------ DOCUMENT EXCERPT

Despite the lead prosecutor on Daniel Cook’s case now saying that he would not have sought the death penalty had he known about the abuse and mental illness in his past, Daniel is scheduled to be killed on April 5th using experimental drugs.
On April 5th, 23 excruciating years after he was sentenced to death, Daniel Cook is due to be killed. He will eat his last meal, he will be strapped to a gurney and then, when the time comes, he will be pumped full of enough drugs to slowly and painfully put him to death.
Sadly in capital cases it is rare that everything was done at trial to prevent a verdict of death being given. Yet the case of Daniel Cook presents a particularly extreme example of deficient legal defense: Daniel represented himself. His court-appointed lawyer was suffering from bi-polar disorder and was drinking to excess and Daniel has said that he felt at the time as though his only choice was to represent himself or to continue with a completely incompetent lawyer. So, he decided to represent himself.

------------
------ RECORDED INFORMATION

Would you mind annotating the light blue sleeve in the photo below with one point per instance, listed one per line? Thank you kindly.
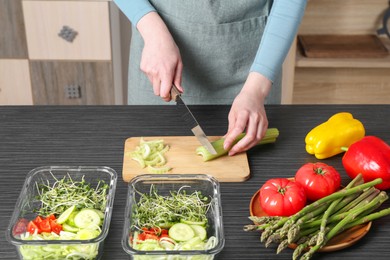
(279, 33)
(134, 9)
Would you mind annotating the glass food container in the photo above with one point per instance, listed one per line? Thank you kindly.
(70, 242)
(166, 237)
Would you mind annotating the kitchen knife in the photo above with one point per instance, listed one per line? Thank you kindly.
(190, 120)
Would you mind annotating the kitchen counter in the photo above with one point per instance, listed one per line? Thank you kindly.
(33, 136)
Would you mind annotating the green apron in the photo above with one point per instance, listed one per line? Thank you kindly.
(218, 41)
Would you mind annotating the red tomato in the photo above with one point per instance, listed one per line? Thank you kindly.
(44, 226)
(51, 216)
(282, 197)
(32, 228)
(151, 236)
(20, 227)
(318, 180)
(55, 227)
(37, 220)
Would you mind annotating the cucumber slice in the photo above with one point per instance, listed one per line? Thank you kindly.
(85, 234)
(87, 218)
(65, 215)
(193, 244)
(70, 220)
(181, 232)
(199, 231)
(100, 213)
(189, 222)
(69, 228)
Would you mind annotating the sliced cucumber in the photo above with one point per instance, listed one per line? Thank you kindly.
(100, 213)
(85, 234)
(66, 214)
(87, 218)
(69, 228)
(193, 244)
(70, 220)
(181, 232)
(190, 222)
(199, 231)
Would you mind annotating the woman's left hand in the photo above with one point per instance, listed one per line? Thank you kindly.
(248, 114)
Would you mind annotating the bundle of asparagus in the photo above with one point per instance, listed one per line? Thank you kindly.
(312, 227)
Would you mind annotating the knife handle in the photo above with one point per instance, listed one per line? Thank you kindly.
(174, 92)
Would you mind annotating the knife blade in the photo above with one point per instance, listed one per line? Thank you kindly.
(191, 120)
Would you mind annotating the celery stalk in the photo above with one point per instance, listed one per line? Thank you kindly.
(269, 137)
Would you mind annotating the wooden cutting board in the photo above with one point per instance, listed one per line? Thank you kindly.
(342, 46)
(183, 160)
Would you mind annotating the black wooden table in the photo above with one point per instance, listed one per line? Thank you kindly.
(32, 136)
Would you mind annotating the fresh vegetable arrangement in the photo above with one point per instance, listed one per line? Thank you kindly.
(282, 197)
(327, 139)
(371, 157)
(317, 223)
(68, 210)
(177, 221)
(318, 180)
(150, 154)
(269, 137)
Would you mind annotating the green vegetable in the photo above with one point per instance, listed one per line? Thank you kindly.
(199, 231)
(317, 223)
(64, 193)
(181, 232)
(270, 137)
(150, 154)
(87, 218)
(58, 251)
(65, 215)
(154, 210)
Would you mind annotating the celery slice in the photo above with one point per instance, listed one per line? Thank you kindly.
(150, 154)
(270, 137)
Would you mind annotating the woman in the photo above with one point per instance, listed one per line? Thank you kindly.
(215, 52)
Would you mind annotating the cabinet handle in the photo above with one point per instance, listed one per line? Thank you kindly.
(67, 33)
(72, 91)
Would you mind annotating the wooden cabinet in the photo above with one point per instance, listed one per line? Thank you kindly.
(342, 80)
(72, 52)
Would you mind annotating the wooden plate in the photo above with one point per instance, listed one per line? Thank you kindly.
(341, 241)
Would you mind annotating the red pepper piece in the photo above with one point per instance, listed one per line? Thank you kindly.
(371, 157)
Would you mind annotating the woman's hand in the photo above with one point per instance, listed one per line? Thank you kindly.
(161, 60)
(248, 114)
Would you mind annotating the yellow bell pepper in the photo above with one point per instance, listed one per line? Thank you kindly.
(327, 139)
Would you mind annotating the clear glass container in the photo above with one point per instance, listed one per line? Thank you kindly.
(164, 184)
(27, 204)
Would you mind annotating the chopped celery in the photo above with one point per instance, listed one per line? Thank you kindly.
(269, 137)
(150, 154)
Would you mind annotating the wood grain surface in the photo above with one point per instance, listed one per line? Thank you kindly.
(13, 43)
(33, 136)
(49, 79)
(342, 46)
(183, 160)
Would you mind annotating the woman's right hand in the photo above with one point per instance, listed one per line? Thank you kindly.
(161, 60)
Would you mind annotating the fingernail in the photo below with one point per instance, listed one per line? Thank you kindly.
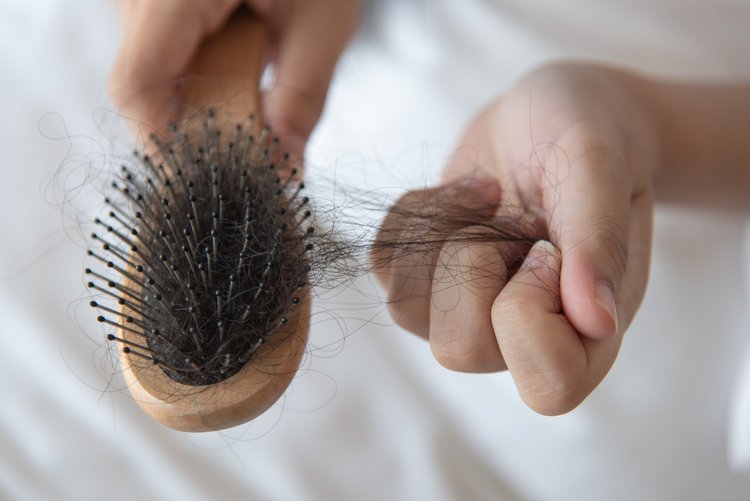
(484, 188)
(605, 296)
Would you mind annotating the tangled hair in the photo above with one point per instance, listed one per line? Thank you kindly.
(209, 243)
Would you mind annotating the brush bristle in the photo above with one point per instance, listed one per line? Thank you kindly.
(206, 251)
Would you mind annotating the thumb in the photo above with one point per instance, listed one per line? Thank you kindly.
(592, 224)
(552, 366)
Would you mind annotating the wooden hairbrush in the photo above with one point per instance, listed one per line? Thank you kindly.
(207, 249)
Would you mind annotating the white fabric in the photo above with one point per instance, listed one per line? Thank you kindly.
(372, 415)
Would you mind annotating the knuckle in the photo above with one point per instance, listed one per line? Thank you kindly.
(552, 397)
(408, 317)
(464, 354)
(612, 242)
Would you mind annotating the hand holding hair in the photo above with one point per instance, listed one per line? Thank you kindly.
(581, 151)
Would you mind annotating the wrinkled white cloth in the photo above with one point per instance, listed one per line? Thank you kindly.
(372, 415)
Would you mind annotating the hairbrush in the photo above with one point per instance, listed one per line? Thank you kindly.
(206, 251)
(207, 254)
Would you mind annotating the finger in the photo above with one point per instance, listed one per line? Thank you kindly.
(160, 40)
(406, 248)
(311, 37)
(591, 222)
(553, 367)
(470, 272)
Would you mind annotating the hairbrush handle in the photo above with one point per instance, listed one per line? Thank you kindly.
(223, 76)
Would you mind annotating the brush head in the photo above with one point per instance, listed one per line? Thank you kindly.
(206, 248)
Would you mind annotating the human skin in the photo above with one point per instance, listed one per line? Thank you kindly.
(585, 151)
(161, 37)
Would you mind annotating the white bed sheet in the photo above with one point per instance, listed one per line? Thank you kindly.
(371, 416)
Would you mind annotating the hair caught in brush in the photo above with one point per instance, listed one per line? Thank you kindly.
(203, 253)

------------

**PROMPT A:**
Answer these questions using the text on Daniel Cook's case:
(i) On what date is Daniel Cook scheduled to be killed?
(ii) How many years after he was sentenced to death will that be?
(iii) What disorder was his court-appointed lawyer suffering from?
**PROMPT B:** In the text on Daniel Cook's case, rewrite more briefly the paragraph that begins "Sadly in capital cases", keeping its main facts.

**TASK RESPONSE A:**
(i) April 5th
(ii) 23 years
(iii) Bi-polar disorder

**TASK RESPONSE B:** Capital trials rarely do everything possible to prevent a death verdict, but Daniel Cook's case is an extreme example of deficient defense because he represented himself. His court-appointed lawyer had bi-polar disorder and was drinking to excess. Daniel felt his only choice was to represent himself or keep a completely incompetent lawyer, so he chose to represent himself.